====== Supplied records

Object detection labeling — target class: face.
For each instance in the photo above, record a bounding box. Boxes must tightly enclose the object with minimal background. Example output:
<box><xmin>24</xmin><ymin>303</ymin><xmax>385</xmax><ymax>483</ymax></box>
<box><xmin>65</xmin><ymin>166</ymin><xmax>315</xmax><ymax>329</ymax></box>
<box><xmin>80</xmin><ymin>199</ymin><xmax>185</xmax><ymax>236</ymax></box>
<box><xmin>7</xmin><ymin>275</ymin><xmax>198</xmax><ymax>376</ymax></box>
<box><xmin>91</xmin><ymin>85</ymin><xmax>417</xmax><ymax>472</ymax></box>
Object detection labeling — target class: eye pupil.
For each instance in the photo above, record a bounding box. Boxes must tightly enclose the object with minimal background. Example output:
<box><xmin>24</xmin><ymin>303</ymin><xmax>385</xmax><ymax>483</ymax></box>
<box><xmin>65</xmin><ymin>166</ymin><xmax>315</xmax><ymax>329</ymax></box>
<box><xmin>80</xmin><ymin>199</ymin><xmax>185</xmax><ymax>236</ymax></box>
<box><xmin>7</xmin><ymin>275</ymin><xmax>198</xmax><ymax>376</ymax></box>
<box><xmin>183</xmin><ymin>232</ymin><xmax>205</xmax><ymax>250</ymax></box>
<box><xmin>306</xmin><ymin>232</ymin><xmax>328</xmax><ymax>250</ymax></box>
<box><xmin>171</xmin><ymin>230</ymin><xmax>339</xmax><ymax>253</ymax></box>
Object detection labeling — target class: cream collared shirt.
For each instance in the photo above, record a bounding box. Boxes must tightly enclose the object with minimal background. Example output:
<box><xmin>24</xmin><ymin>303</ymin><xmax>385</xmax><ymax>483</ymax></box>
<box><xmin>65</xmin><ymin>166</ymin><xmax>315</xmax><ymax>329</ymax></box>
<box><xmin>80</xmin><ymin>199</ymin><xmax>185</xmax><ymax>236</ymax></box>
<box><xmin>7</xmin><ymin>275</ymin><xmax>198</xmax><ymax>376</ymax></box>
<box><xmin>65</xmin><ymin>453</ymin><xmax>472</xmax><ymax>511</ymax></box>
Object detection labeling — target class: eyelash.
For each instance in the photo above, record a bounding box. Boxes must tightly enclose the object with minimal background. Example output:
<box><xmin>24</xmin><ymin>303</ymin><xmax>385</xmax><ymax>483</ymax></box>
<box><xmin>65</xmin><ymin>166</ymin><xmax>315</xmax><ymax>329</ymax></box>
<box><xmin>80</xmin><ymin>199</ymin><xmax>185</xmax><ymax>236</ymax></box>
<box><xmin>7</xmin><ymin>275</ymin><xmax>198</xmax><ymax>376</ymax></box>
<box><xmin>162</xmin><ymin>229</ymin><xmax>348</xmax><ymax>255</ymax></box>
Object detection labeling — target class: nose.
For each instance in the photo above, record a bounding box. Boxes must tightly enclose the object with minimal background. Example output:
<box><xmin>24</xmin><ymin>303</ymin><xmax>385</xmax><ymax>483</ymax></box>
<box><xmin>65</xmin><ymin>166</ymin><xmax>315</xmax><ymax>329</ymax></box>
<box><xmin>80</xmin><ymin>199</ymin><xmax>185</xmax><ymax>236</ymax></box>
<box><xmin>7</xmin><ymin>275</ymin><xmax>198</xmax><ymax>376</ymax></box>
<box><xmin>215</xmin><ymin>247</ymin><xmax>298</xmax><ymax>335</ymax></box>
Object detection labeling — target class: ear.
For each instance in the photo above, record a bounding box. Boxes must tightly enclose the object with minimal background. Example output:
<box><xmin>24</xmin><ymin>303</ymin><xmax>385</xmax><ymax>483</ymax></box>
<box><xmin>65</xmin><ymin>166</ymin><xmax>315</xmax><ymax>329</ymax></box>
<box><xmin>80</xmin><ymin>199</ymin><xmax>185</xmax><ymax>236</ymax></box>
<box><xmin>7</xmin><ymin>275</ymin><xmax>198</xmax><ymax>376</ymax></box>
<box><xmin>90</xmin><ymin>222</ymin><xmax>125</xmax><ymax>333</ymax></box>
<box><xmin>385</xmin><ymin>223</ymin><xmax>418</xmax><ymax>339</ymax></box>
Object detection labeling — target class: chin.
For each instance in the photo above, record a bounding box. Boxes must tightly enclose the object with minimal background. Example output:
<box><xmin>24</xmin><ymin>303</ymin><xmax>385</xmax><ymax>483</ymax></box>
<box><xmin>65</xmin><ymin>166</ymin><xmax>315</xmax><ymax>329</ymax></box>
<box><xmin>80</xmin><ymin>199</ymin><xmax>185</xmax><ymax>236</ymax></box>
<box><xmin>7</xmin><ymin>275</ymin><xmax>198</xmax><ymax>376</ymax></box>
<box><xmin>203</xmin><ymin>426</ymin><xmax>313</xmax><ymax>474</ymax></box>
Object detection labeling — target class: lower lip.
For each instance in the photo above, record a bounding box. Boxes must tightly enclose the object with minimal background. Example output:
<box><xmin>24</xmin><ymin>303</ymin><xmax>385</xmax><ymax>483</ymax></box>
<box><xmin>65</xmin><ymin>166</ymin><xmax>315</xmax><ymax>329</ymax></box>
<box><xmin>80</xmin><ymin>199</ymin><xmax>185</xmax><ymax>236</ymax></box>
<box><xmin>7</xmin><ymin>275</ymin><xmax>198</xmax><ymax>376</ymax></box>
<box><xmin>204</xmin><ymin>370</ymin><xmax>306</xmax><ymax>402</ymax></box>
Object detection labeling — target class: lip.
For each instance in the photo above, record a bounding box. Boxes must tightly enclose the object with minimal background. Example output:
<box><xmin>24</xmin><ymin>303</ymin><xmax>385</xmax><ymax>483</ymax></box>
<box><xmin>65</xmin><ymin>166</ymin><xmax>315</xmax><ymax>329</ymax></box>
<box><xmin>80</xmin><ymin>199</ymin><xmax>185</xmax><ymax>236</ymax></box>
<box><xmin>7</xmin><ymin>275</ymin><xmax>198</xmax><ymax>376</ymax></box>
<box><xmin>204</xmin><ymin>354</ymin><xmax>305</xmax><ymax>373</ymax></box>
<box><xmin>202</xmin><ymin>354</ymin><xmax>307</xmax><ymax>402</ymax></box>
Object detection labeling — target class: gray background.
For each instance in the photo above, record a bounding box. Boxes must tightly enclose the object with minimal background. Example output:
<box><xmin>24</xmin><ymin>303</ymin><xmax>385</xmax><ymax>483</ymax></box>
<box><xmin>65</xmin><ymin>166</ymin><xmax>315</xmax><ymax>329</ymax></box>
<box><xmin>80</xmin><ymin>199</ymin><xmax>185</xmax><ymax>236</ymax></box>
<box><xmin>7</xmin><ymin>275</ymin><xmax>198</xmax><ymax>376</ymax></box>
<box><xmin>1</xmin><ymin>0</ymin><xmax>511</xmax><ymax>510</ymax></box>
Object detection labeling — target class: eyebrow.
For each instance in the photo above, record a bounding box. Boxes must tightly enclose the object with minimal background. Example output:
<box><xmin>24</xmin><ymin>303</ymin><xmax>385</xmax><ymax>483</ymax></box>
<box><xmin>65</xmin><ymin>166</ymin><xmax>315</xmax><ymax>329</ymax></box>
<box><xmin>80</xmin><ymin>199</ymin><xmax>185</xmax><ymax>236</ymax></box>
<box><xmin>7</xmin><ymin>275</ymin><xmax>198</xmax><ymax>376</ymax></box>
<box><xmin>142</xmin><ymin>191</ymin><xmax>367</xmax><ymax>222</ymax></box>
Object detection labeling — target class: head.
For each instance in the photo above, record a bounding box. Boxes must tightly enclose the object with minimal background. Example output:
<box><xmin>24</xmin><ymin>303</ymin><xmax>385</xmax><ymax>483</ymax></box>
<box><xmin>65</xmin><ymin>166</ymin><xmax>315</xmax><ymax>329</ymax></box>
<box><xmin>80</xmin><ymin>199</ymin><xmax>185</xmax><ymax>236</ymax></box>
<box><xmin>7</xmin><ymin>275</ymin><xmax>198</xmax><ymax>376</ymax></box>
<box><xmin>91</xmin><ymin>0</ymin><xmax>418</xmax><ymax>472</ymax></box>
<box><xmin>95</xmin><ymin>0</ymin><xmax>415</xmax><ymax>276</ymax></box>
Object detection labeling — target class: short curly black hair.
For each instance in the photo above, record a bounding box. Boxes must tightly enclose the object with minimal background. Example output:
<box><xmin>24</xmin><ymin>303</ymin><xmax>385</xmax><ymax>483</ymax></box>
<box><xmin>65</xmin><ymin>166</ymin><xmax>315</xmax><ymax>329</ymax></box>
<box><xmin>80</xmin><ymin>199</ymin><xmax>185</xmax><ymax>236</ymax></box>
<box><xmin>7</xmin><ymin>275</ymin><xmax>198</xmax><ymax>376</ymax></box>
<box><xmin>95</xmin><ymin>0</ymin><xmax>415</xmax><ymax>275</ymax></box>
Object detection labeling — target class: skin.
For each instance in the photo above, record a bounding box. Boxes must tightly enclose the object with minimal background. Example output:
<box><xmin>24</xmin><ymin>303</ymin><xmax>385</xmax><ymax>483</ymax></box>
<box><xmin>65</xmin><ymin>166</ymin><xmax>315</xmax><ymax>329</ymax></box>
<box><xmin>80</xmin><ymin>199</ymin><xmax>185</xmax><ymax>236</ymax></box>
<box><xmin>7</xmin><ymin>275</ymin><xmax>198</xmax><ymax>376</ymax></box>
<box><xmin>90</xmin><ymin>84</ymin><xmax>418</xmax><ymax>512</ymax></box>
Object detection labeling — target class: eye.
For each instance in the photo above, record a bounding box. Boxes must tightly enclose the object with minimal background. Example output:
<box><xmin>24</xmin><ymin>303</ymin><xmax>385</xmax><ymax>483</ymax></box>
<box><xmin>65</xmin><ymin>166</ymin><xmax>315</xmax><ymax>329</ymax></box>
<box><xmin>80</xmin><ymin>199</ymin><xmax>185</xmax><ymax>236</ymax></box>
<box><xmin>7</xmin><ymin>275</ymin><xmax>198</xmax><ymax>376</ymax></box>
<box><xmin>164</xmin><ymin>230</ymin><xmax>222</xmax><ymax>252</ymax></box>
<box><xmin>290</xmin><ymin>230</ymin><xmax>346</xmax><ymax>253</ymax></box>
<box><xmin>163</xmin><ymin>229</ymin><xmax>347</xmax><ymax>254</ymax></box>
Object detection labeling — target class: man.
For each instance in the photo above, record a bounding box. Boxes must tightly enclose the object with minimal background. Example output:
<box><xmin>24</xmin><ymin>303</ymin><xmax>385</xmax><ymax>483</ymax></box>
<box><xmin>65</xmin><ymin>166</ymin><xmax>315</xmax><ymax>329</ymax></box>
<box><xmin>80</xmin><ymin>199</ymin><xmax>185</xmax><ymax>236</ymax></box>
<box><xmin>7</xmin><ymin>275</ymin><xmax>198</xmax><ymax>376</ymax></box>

============

→ Goal of the exercise
Output, exactly and in full, the lines from the start of the entries above through the line that contains "Object detection labeling — target class: eyelash.".

→ Output for this task
Object detection labeling — target class: face.
For each instance in the photo above, record a bounding box. Boxes must tightly enclose the object with minimal background. Example output:
<box><xmin>24</xmin><ymin>303</ymin><xmax>385</xmax><ymax>483</ymax></box>
<box><xmin>65</xmin><ymin>166</ymin><xmax>315</xmax><ymax>329</ymax></box>
<box><xmin>80</xmin><ymin>199</ymin><xmax>185</xmax><ymax>236</ymax></box>
<box><xmin>7</xmin><ymin>275</ymin><xmax>198</xmax><ymax>376</ymax></box>
<box><xmin>91</xmin><ymin>85</ymin><xmax>417</xmax><ymax>472</ymax></box>
Object detection labeling — target class: eye pupil.
For each instance in the photo above, record a bounding box. Boxes must tightly enclose the object with minimal background. Example output:
<box><xmin>24</xmin><ymin>303</ymin><xmax>385</xmax><ymax>483</ymax></box>
<box><xmin>65</xmin><ymin>166</ymin><xmax>315</xmax><ymax>329</ymax></box>
<box><xmin>80</xmin><ymin>199</ymin><xmax>185</xmax><ymax>236</ymax></box>
<box><xmin>7</xmin><ymin>275</ymin><xmax>198</xmax><ymax>376</ymax></box>
<box><xmin>183</xmin><ymin>232</ymin><xmax>205</xmax><ymax>250</ymax></box>
<box><xmin>306</xmin><ymin>232</ymin><xmax>328</xmax><ymax>250</ymax></box>
<box><xmin>171</xmin><ymin>230</ymin><xmax>339</xmax><ymax>253</ymax></box>
Object detection labeling — target class: cream collared shirt.
For each instance in the photo above, record a bounding box. Boxes must tightly enclose the object with minimal background. Example output:
<box><xmin>24</xmin><ymin>303</ymin><xmax>385</xmax><ymax>483</ymax></box>
<box><xmin>65</xmin><ymin>166</ymin><xmax>315</xmax><ymax>329</ymax></box>
<box><xmin>80</xmin><ymin>199</ymin><xmax>185</xmax><ymax>236</ymax></box>
<box><xmin>7</xmin><ymin>275</ymin><xmax>198</xmax><ymax>376</ymax></box>
<box><xmin>65</xmin><ymin>453</ymin><xmax>472</xmax><ymax>511</ymax></box>
Object detection labeling — target class: eyelash.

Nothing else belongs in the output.